### What to produce
Starting at the line that contains "of the paving" and continuing through the end of the material below, rewrite every line unchanged except that each coordinate value is multiplied by 1.9 and rounded to the nearest whole number, with halves rounded up.

————————

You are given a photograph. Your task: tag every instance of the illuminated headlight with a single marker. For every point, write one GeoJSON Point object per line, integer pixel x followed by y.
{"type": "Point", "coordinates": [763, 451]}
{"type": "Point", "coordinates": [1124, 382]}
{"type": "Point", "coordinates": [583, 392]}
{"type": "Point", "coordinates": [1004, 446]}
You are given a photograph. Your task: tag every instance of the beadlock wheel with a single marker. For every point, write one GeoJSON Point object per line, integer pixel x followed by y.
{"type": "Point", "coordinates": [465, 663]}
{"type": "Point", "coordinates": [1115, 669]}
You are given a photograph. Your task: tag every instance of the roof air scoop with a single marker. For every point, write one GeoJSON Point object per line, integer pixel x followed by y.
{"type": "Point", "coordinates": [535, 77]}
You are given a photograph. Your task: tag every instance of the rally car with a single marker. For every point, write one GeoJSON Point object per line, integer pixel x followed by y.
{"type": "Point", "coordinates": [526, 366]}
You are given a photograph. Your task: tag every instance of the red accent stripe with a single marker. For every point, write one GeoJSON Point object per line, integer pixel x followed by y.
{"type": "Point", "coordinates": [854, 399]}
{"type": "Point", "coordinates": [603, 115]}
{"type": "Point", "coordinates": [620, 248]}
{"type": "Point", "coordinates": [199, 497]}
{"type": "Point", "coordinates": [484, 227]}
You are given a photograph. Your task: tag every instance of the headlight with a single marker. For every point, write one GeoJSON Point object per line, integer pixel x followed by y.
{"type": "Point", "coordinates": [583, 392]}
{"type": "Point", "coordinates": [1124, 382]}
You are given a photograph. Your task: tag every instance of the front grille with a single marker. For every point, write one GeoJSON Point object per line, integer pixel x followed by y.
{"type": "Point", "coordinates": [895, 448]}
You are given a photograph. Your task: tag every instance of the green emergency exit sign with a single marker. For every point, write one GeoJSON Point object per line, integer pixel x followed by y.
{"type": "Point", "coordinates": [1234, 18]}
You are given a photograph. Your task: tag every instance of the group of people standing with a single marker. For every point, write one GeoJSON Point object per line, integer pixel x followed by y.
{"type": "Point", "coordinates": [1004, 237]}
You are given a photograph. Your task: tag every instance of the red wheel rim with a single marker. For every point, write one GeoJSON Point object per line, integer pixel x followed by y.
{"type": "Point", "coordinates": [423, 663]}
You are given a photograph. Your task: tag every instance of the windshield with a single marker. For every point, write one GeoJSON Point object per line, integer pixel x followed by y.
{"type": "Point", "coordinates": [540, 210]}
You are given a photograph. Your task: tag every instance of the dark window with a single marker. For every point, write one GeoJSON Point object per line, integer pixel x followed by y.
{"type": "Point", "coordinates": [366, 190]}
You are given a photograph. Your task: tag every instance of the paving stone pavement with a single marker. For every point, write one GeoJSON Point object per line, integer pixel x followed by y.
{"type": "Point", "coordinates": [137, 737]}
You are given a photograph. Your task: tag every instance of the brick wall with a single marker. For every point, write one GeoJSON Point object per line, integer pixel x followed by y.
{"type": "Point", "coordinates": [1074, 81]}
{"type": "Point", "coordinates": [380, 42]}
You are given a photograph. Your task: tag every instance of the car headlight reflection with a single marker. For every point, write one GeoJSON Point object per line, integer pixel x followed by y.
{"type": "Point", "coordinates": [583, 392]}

————————

### Solution
You are given a photograph. Your task: tag every instance of the paving stone pavement with a single marker. For every point, write one GeoJSON Point object per line, integer pixel x followed by y.
{"type": "Point", "coordinates": [260, 1400]}
You are given a photograph. Your task: tag every instance of the brick wall with a single marker. For every point, write one GeoJSON Point object per line, integer pixel x followed by y.
{"type": "Point", "coordinates": [2041, 154]}
{"type": "Point", "coordinates": [722, 80]}
You are given a photograph. Your task: tag every instance of the car headlight reflection with a single marker. For every point, write one GeoJSON Point object per line, integer pixel x followed by y.
{"type": "Point", "coordinates": [1108, 745]}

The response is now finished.